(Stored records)

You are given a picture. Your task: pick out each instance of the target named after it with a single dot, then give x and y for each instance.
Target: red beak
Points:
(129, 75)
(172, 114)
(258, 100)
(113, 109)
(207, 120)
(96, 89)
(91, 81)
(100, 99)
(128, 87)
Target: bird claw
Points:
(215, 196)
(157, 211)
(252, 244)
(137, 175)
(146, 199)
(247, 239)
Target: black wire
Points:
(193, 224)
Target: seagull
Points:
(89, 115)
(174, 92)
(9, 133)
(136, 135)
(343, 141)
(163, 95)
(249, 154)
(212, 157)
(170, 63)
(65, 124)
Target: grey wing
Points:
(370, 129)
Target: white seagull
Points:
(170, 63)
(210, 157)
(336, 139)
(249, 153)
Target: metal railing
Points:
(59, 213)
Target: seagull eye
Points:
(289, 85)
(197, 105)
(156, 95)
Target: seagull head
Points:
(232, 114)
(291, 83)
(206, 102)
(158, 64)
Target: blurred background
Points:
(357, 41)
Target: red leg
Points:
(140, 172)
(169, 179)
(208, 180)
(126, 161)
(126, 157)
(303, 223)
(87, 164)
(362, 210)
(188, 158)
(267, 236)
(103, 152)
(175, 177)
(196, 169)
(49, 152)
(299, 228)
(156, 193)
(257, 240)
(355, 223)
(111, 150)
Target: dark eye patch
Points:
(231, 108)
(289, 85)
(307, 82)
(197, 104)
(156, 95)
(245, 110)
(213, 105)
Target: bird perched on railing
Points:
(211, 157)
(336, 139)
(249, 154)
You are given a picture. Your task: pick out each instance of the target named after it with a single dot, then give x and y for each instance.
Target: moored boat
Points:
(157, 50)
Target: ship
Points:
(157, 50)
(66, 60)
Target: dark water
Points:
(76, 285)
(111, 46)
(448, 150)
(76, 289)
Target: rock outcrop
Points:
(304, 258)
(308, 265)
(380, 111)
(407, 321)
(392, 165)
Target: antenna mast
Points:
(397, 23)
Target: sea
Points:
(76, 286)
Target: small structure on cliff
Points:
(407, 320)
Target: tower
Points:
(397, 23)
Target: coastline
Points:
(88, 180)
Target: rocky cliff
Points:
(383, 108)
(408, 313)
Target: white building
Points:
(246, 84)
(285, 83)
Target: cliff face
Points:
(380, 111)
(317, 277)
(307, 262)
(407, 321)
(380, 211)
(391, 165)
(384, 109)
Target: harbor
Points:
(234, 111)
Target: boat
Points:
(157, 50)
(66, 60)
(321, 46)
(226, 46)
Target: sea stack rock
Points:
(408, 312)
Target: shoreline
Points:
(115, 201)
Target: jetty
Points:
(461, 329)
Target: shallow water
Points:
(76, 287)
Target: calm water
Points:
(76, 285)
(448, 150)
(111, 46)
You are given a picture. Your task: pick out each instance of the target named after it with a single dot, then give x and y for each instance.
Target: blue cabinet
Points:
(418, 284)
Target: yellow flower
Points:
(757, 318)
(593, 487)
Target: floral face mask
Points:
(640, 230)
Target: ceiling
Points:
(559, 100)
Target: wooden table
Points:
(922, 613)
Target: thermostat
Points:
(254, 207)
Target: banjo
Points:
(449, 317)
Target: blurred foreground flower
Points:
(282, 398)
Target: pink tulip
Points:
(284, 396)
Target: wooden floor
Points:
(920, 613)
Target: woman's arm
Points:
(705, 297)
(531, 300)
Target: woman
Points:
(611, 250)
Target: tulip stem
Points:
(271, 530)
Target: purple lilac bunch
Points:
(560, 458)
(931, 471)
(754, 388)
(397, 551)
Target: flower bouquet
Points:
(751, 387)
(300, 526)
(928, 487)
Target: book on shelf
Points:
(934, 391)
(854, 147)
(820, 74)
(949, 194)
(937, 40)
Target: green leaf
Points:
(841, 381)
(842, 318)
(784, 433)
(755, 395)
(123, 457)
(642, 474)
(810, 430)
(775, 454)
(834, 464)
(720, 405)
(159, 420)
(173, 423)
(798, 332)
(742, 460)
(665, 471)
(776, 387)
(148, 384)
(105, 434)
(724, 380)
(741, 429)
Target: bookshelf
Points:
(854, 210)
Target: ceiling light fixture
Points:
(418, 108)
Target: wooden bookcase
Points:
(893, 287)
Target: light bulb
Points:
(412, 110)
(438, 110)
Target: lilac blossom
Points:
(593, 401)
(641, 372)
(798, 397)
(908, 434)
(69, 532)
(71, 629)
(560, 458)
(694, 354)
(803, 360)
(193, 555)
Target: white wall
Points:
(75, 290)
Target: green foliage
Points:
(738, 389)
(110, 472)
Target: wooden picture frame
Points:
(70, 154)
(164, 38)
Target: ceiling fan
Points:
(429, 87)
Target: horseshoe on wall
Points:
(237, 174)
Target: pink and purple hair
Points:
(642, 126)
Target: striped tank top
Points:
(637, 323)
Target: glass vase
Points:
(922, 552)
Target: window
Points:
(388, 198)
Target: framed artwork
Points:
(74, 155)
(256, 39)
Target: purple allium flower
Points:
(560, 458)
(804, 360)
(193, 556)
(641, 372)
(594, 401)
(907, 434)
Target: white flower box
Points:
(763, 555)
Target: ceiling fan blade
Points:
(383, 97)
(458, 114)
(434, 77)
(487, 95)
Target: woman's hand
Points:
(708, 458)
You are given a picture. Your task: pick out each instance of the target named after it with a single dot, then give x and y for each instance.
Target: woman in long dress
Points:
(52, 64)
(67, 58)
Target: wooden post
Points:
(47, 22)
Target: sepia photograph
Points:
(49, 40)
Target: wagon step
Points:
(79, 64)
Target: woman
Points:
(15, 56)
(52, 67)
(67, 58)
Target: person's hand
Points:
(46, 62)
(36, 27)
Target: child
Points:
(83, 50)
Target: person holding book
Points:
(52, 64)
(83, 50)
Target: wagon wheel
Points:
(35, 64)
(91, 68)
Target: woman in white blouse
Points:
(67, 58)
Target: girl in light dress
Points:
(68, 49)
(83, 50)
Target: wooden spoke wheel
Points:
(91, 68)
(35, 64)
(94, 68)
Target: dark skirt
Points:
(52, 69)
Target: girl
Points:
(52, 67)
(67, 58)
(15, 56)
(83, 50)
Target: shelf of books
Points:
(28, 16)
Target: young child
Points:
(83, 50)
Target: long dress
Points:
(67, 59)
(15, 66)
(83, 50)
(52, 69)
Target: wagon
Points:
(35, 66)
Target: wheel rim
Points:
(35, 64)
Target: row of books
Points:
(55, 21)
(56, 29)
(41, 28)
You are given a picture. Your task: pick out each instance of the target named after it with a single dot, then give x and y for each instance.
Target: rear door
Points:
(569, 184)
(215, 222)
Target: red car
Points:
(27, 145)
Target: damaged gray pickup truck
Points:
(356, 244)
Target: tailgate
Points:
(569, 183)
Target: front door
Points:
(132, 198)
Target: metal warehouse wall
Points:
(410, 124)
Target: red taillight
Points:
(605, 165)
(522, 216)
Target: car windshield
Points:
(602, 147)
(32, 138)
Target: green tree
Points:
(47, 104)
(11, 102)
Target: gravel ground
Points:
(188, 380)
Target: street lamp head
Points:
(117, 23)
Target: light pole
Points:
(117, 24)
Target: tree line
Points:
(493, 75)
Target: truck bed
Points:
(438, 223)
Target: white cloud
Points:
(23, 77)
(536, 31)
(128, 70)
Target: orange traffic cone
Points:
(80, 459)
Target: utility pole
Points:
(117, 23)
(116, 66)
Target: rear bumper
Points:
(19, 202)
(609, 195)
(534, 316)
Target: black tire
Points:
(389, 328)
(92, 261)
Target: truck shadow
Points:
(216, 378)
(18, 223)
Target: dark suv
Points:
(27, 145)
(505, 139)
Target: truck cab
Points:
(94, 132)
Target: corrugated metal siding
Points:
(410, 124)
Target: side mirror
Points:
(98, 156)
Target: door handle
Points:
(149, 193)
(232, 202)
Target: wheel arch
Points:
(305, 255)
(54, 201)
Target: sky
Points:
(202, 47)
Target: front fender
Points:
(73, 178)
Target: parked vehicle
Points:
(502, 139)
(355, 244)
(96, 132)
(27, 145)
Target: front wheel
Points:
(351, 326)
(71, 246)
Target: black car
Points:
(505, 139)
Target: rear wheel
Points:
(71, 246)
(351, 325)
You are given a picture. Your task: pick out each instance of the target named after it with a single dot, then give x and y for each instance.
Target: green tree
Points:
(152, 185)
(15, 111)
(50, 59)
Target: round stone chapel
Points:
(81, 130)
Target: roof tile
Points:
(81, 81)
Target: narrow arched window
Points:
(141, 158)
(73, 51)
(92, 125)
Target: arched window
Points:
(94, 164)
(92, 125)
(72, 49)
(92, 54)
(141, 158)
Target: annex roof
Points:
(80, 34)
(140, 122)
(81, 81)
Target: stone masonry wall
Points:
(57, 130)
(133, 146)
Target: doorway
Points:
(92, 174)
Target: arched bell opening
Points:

◆ What is expected ◆
What you give back must be the stretch above, starting at the line with "Target: woman's arm" and ending at the line with "Target: green leaf", copied exactly.

◆ Task result ◆
Target: woman's arm
Points:
(705, 297)
(531, 300)
Target: woman
Points:
(611, 250)
Target: tulip stem
Points:
(271, 530)
Target: purple lilac bunch
Points:
(560, 458)
(931, 471)
(754, 388)
(397, 551)
Target: flower bouquet
Points:
(751, 387)
(300, 526)
(928, 487)
Target: book on shelf
Points:
(934, 391)
(854, 147)
(820, 74)
(949, 194)
(937, 40)
Target: green leaf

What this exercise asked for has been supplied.